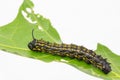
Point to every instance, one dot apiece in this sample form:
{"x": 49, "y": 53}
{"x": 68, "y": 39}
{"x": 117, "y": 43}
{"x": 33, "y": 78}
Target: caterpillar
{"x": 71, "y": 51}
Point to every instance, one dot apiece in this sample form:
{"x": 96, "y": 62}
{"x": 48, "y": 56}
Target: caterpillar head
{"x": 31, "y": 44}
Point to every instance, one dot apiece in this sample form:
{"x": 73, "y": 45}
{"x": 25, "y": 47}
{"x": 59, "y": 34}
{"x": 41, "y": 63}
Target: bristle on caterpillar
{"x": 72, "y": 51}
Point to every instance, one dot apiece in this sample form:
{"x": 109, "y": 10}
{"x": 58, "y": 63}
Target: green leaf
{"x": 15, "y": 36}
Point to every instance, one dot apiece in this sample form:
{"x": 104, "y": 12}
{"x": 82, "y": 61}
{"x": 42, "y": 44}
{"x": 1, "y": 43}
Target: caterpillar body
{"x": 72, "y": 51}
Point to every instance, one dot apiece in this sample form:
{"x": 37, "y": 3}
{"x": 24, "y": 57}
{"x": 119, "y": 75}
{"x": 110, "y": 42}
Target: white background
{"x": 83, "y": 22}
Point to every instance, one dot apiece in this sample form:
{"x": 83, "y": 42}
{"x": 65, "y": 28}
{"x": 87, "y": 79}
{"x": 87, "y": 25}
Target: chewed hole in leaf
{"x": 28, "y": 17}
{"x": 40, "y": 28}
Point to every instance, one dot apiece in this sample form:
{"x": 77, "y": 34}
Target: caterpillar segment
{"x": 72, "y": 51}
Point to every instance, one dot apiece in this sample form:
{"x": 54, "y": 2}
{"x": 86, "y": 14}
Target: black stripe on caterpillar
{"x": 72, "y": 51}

══════

Exercise goal — The records above need to be copied exactly, with the pictures left out.

Output of the task —
Point to every instance, one dot apiece in this sample form:
{"x": 49, "y": 53}
{"x": 68, "y": 39}
{"x": 117, "y": 43}
{"x": 33, "y": 78}
Target: caterpillar
{"x": 71, "y": 51}
Point to every instance, one dot apiece in this sample form:
{"x": 96, "y": 62}
{"x": 48, "y": 56}
Target: caterpillar head
{"x": 31, "y": 44}
Point to every instance, one dot apiece in this sample form:
{"x": 73, "y": 45}
{"x": 25, "y": 47}
{"x": 59, "y": 34}
{"x": 41, "y": 63}
Target: bristle on caterpillar
{"x": 72, "y": 51}
Point to every instance, one dot apiece in this sample form:
{"x": 109, "y": 10}
{"x": 58, "y": 63}
Target: green leaf
{"x": 15, "y": 36}
Point to every instance, one dot apiece in this sample form:
{"x": 104, "y": 12}
{"x": 82, "y": 61}
{"x": 42, "y": 44}
{"x": 1, "y": 43}
Target: caterpillar body
{"x": 72, "y": 51}
Point to every instance, one dot apiece in this sample form:
{"x": 37, "y": 3}
{"x": 24, "y": 57}
{"x": 119, "y": 75}
{"x": 110, "y": 42}
Target: white background
{"x": 83, "y": 22}
Point to every instance, one dot apiece in this sample form:
{"x": 83, "y": 42}
{"x": 65, "y": 28}
{"x": 87, "y": 79}
{"x": 87, "y": 25}
Target: chewed hole in leaf
{"x": 28, "y": 17}
{"x": 40, "y": 28}
Point to every instance, one dot apiece in this sample form:
{"x": 77, "y": 34}
Target: caterpillar segment
{"x": 72, "y": 51}
Point to every instance, one dot apiece in this sample form:
{"x": 54, "y": 2}
{"x": 86, "y": 14}
Target: black stripe on caterpillar
{"x": 72, "y": 51}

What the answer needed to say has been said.